● **YOUR OBJECTIVE**: Render the stretch from the line containing "Where can the white cloud" through the end of the records as a Markdown table with two columns, Row and Line, numbering each row and leaving out blank lines.

----------

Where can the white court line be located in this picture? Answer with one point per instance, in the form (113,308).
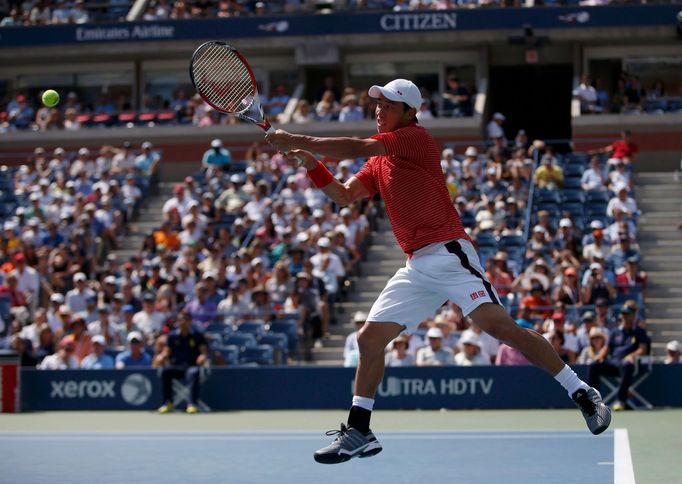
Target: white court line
(623,472)
(85,436)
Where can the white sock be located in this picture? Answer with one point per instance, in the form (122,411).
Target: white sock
(363,402)
(570,381)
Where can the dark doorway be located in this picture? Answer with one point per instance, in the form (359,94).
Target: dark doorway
(536,98)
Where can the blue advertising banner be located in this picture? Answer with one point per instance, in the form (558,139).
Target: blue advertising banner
(329,388)
(343,23)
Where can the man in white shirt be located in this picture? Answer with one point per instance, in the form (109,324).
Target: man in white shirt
(494,128)
(324,249)
(434,353)
(76,298)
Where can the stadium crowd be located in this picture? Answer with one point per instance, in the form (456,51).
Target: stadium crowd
(49,12)
(256,259)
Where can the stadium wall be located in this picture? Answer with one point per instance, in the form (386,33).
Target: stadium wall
(327,388)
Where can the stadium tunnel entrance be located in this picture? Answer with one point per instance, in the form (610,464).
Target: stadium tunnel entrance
(536,98)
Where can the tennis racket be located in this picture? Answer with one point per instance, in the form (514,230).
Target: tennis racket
(224,79)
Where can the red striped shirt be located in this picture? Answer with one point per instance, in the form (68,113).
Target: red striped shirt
(410,180)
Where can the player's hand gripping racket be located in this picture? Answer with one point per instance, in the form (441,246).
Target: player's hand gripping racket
(224,79)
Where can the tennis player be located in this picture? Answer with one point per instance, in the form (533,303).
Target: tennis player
(442,264)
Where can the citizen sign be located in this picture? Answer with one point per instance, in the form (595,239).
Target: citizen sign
(84,388)
(419,21)
(395,387)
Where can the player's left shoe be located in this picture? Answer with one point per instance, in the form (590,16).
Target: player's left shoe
(597,415)
(349,443)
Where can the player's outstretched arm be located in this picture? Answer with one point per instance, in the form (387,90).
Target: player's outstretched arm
(342,193)
(338,148)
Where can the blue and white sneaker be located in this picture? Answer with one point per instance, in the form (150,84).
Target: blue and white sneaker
(597,415)
(349,443)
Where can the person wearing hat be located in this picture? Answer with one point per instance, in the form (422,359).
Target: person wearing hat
(399,356)
(674,353)
(82,341)
(135,356)
(470,351)
(147,163)
(351,352)
(216,157)
(76,298)
(185,353)
(626,344)
(494,129)
(597,285)
(597,340)
(456,99)
(98,359)
(435,353)
(403,166)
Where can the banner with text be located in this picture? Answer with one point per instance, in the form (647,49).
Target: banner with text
(324,388)
(344,23)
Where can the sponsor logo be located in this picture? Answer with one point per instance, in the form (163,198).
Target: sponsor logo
(136,389)
(406,387)
(84,388)
(419,21)
(137,32)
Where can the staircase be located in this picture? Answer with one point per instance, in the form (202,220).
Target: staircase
(659,196)
(149,218)
(384,258)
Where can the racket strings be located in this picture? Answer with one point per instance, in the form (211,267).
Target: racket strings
(221,75)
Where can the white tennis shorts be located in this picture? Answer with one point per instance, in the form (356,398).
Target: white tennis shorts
(433,275)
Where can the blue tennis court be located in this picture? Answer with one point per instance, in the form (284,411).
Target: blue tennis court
(267,457)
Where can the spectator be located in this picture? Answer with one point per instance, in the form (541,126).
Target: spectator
(618,358)
(135,356)
(351,352)
(63,359)
(98,359)
(216,157)
(624,149)
(82,342)
(673,356)
(434,353)
(597,342)
(594,177)
(470,353)
(398,356)
(597,285)
(303,113)
(587,95)
(147,162)
(623,202)
(548,175)
(21,114)
(186,352)
(350,111)
(457,100)
(494,129)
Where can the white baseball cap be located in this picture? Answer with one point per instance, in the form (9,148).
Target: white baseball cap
(400,90)
(434,333)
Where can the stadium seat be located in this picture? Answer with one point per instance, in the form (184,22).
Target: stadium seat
(241,340)
(230,354)
(261,354)
(288,327)
(280,346)
(256,328)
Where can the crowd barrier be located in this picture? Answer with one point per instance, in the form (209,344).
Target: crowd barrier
(516,387)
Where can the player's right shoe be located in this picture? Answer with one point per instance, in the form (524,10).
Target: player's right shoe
(597,415)
(349,443)
(166,407)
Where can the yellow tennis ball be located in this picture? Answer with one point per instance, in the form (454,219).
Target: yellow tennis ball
(50,98)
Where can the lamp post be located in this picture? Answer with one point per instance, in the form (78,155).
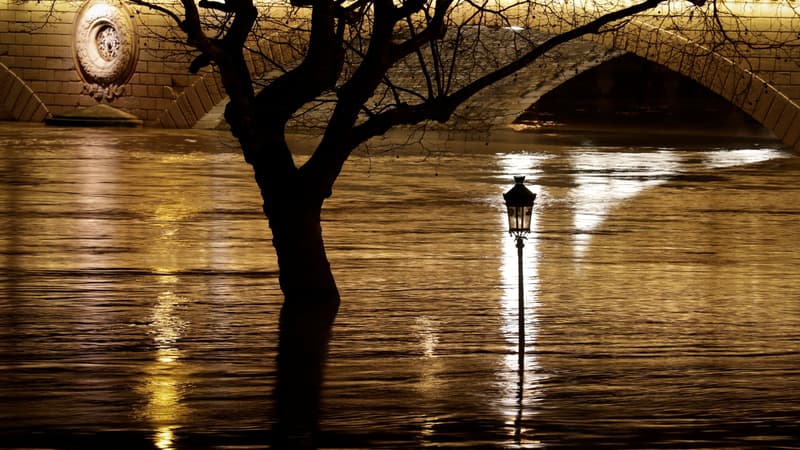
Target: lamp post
(519,202)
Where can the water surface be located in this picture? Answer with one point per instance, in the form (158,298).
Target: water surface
(139,297)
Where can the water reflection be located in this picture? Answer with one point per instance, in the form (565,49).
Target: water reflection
(521,375)
(139,301)
(604,180)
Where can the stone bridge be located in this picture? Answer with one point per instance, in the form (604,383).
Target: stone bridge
(54,61)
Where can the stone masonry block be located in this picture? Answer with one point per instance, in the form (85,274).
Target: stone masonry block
(776,109)
(186,110)
(202,93)
(787,118)
(12,96)
(22,102)
(763,104)
(212,89)
(195,104)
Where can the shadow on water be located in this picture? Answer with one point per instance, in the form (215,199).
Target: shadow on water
(139,304)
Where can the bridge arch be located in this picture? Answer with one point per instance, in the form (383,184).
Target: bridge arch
(740,86)
(17,100)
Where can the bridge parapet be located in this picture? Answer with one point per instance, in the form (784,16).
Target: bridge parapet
(36,48)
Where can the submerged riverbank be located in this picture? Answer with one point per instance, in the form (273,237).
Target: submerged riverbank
(139,301)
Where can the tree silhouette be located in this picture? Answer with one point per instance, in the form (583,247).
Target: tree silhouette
(362,67)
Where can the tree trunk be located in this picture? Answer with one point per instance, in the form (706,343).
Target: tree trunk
(311,301)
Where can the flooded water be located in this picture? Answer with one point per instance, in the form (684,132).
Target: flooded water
(139,297)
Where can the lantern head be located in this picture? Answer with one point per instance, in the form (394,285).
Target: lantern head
(519,201)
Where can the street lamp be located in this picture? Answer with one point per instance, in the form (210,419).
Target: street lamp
(519,201)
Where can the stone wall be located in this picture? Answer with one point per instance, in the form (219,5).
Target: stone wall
(36,45)
(40,73)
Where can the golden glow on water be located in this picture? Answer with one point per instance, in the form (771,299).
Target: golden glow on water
(521,390)
(604,180)
(154,308)
(165,378)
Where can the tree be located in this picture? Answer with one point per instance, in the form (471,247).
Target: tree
(366,66)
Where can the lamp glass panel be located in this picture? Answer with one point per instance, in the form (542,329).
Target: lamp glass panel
(519,219)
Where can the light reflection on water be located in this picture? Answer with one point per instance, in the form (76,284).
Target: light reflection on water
(138,297)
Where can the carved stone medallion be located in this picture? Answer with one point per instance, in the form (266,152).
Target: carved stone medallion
(106,48)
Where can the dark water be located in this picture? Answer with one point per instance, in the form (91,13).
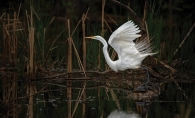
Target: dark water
(96,98)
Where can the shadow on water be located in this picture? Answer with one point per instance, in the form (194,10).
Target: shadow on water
(96,96)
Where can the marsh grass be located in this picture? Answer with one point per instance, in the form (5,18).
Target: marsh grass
(37,46)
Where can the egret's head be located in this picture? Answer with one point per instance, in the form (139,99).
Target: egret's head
(99,38)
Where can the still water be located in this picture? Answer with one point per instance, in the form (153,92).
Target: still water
(96,97)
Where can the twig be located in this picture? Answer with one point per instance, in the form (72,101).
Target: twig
(185,38)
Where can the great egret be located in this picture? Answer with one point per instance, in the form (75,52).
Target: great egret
(130,54)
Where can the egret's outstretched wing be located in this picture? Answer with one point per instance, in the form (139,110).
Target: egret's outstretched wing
(122,39)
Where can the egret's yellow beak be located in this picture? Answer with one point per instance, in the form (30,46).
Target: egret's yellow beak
(89,37)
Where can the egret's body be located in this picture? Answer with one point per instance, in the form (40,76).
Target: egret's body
(130,54)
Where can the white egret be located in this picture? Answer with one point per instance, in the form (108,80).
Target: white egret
(130,54)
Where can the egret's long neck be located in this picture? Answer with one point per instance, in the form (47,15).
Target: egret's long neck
(111,63)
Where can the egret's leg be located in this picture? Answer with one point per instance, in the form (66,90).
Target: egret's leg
(148,79)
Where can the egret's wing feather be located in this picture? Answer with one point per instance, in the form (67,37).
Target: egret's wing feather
(122,38)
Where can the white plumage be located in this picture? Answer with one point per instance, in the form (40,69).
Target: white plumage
(130,54)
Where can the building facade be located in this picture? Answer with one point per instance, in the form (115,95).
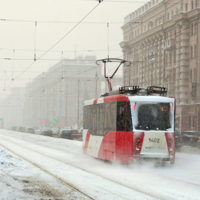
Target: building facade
(55,98)
(11,108)
(169,32)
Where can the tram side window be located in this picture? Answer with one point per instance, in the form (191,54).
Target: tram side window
(110,117)
(85,118)
(100,119)
(129,126)
(94,120)
(121,107)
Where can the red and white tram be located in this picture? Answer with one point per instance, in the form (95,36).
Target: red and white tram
(133,124)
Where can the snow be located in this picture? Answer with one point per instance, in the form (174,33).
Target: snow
(101,180)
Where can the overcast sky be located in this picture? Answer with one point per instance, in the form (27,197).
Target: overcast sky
(55,18)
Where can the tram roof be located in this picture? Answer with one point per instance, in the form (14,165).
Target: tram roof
(121,97)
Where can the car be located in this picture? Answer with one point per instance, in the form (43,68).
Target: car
(55,132)
(191,138)
(178,139)
(14,128)
(66,133)
(21,129)
(30,130)
(46,131)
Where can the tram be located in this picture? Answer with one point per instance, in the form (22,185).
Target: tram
(130,124)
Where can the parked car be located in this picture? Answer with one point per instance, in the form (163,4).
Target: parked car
(178,139)
(46,131)
(191,138)
(14,128)
(66,133)
(55,132)
(21,129)
(30,130)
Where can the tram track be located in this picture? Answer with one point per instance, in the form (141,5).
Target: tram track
(154,196)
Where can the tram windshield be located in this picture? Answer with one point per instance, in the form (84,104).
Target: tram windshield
(152,116)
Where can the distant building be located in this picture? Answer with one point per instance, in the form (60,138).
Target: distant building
(56,97)
(12,107)
(168,30)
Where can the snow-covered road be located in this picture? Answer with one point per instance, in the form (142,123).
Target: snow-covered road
(101,180)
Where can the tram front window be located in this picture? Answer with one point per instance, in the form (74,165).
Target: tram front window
(148,116)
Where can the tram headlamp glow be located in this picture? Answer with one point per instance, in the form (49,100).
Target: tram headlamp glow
(137,144)
(133,106)
(170,144)
(171,107)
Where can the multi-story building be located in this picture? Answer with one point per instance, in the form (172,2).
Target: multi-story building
(11,108)
(55,98)
(168,31)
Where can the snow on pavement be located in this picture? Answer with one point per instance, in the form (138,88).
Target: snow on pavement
(21,180)
(102,180)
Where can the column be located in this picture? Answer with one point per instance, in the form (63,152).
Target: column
(184,64)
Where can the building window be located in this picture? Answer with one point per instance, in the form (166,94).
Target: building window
(193,120)
(191,52)
(191,29)
(189,120)
(195,75)
(175,57)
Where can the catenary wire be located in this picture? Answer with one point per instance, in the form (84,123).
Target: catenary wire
(56,42)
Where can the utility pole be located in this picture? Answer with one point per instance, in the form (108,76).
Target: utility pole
(96,77)
(66,102)
(152,59)
(78,105)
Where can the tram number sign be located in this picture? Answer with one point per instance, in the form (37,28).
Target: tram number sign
(154,140)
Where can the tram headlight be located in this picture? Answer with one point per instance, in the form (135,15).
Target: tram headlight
(137,144)
(170,144)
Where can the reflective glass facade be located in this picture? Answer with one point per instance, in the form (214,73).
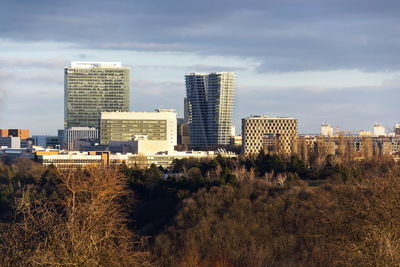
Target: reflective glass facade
(209,104)
(91,89)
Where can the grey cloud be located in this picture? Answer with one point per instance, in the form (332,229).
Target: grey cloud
(52,63)
(193,68)
(283,35)
(351,108)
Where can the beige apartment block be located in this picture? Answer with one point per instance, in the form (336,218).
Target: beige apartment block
(258,132)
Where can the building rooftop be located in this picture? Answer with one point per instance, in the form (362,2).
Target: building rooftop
(93,64)
(268,117)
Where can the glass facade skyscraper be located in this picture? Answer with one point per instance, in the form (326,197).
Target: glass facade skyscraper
(91,88)
(209,104)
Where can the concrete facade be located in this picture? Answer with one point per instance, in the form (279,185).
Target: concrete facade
(123,126)
(256,129)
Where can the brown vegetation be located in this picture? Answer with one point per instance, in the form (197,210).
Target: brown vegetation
(87,227)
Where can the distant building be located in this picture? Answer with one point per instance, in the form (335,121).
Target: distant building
(10,142)
(73,134)
(364,133)
(92,88)
(261,131)
(21,133)
(46,141)
(326,130)
(72,160)
(236,140)
(397,129)
(123,126)
(183,133)
(209,107)
(379,130)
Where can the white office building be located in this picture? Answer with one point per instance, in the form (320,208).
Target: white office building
(160,125)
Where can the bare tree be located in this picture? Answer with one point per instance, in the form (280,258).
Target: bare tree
(87,228)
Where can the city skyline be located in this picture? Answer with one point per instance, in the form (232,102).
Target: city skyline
(335,62)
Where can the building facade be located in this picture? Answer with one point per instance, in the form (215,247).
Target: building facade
(91,88)
(124,126)
(209,104)
(74,134)
(326,130)
(21,133)
(261,132)
(397,129)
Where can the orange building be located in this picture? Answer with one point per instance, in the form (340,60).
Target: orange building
(21,133)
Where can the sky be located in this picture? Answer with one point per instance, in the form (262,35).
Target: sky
(333,61)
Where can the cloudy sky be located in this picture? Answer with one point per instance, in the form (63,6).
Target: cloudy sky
(333,61)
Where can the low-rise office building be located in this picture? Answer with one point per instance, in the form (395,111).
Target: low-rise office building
(74,134)
(21,133)
(123,126)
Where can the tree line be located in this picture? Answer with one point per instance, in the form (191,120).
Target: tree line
(266,210)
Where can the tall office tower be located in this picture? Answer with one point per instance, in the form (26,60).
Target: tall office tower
(210,100)
(262,132)
(91,88)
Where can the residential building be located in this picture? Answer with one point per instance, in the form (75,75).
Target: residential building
(124,126)
(209,104)
(397,129)
(91,88)
(326,130)
(379,130)
(261,132)
(183,133)
(73,134)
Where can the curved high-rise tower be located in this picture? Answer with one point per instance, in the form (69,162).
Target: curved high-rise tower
(210,101)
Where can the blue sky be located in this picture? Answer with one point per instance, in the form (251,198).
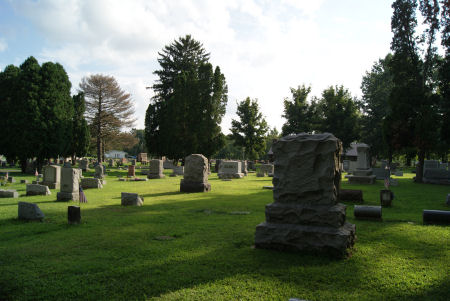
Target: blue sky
(262,47)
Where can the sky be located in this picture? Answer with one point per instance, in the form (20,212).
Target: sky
(262,47)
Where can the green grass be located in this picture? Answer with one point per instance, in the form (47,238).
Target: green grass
(113,254)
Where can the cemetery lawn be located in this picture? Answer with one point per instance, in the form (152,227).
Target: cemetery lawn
(206,253)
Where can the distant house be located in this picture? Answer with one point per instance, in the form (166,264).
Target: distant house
(115,154)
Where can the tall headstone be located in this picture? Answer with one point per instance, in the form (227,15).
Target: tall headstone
(306,215)
(195,174)
(52,176)
(230,169)
(156,169)
(70,184)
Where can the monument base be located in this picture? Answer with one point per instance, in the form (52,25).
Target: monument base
(361,179)
(194,186)
(51,185)
(67,196)
(309,239)
(155,176)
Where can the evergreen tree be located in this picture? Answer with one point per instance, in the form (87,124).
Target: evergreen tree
(250,130)
(338,114)
(185,114)
(80,129)
(108,108)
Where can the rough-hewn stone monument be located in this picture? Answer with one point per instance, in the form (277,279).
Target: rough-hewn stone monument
(156,169)
(70,184)
(195,174)
(305,215)
(52,176)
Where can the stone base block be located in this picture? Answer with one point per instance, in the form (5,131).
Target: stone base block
(194,186)
(327,216)
(309,239)
(67,196)
(155,176)
(362,179)
(51,185)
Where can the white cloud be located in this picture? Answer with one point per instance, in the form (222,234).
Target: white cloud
(262,47)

----------

● **EXERCISE RESPONSE**:
| Row | Line |
|---|---|
| 1 | Where can the white cloud be located in this picture? Answer with one point per instance, in the form (222,234). |
| 2 | Target: white cloud |
| 3 | (262,47) |